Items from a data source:
-----

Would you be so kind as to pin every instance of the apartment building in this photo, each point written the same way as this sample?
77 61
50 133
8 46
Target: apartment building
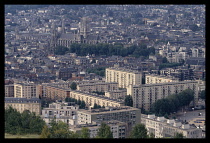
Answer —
90 99
56 93
162 127
118 129
98 86
116 94
127 114
124 77
153 79
21 104
9 90
62 111
26 90
145 95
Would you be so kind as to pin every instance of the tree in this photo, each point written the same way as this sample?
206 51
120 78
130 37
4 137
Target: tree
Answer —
85 133
73 86
139 131
203 94
45 132
104 131
179 135
128 101
164 60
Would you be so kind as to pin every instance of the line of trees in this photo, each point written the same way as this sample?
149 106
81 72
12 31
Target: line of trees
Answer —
81 104
22 123
172 103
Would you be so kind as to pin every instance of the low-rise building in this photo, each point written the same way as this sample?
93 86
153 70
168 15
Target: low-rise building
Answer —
26 90
61 111
145 95
21 104
98 86
124 77
9 90
127 114
90 99
153 79
167 128
116 94
118 129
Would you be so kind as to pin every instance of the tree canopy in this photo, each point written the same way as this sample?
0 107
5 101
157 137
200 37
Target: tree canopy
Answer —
22 123
139 131
104 131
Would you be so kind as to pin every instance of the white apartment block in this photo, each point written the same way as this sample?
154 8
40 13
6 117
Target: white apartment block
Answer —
9 90
90 99
126 114
118 129
26 90
98 86
124 77
145 95
21 104
116 94
167 128
62 111
153 79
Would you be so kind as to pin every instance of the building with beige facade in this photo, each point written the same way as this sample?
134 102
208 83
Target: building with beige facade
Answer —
21 104
127 114
153 79
118 129
62 111
145 95
167 128
9 90
116 94
90 99
124 77
98 86
56 93
26 90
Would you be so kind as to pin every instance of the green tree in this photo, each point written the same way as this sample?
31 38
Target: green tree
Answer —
203 94
85 133
73 86
104 131
45 132
179 135
139 131
128 101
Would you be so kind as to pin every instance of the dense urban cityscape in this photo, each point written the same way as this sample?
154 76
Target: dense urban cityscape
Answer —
105 71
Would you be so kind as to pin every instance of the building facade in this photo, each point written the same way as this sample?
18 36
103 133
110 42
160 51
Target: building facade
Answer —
167 128
98 86
9 90
91 99
62 111
55 93
21 104
145 95
127 114
118 129
124 77
26 90
153 79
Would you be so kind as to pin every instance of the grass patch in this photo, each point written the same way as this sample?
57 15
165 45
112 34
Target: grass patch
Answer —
6 135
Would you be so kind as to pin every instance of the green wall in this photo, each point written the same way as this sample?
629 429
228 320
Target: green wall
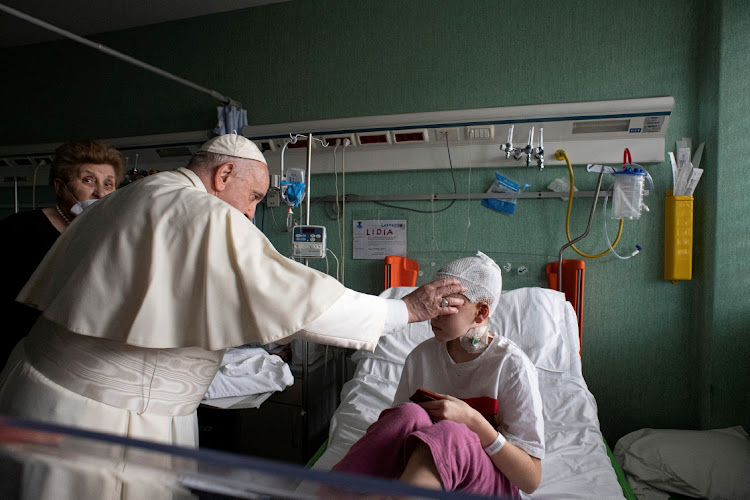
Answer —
655 354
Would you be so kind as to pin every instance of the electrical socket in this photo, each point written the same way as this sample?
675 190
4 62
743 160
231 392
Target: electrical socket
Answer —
451 133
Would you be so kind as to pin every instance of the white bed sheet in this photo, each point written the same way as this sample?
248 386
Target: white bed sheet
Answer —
576 465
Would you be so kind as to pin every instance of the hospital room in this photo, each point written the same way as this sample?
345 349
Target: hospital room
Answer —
590 151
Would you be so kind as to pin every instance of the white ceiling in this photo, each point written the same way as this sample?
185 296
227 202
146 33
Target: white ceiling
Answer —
87 17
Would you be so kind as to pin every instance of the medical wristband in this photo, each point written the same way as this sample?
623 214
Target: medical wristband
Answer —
498 443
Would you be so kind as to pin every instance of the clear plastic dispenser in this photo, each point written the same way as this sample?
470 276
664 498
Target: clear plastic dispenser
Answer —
678 237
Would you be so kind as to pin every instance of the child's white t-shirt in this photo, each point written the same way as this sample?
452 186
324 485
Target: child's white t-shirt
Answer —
502 372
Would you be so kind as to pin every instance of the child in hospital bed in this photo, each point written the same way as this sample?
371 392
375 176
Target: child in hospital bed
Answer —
484 433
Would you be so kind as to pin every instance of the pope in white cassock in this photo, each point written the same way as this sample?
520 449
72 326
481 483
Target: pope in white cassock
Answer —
147 288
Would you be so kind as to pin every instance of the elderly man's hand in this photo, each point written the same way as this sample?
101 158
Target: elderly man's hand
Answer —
427 301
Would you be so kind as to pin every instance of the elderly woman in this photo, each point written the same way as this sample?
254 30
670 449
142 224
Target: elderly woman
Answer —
81 172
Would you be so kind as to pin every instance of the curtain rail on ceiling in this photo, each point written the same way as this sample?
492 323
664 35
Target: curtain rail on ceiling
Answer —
119 55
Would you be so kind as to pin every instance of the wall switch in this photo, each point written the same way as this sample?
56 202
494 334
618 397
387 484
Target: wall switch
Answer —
480 132
450 132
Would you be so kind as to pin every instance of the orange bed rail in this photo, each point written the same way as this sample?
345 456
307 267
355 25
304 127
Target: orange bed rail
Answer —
400 271
574 272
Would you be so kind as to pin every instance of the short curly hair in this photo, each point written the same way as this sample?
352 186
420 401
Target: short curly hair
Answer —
71 155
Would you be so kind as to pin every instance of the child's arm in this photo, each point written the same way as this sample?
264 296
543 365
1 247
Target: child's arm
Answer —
519 467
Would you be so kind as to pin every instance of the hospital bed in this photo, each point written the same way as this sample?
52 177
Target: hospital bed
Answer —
544 325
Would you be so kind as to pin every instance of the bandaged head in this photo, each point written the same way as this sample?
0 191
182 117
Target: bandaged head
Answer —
480 275
234 145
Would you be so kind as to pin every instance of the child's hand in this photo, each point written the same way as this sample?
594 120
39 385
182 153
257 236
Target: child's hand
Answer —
453 409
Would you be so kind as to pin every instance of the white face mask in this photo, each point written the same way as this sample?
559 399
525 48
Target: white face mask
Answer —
476 340
81 206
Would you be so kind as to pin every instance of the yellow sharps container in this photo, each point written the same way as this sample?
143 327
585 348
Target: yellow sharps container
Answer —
678 237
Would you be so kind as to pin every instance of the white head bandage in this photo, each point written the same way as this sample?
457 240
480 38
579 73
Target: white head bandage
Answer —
480 275
234 145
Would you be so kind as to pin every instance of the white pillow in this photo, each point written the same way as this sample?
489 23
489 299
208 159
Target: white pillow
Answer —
704 464
537 320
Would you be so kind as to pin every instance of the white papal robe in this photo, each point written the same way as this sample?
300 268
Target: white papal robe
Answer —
142 294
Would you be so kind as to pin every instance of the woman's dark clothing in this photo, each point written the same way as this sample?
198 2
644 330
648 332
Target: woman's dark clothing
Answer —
26 236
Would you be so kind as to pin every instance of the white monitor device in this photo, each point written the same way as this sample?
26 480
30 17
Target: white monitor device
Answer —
309 242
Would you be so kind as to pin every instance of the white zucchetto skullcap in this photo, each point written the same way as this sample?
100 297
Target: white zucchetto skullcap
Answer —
234 145
480 275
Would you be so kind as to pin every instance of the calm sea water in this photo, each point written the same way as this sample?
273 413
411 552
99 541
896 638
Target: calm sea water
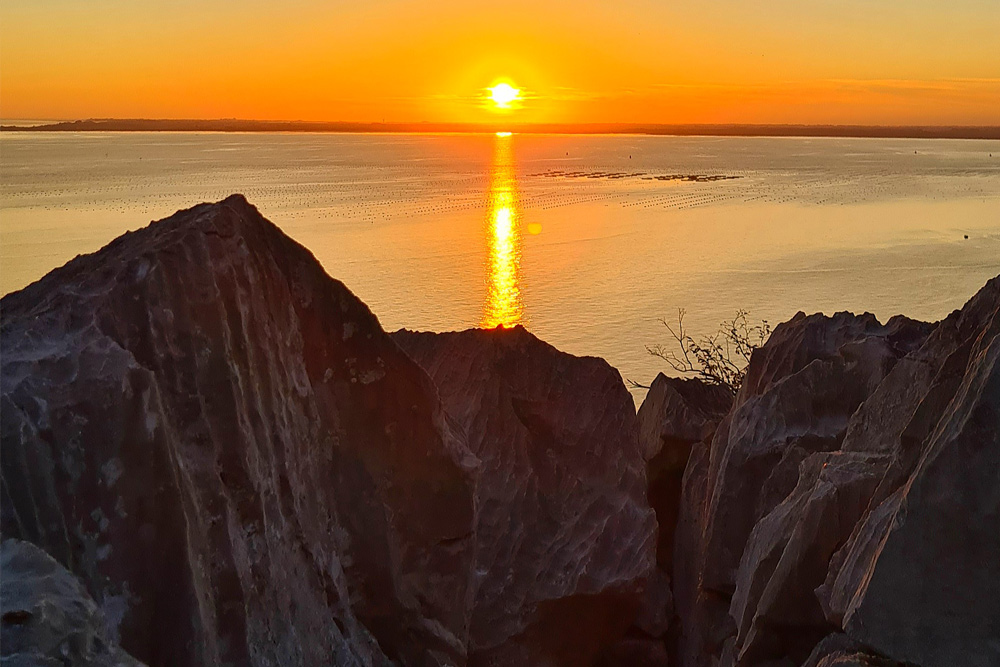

-----

» **Task instructions**:
Count the lines in the items above that contain the string "skullcap", and give only the number.

» **Exercise response**:
2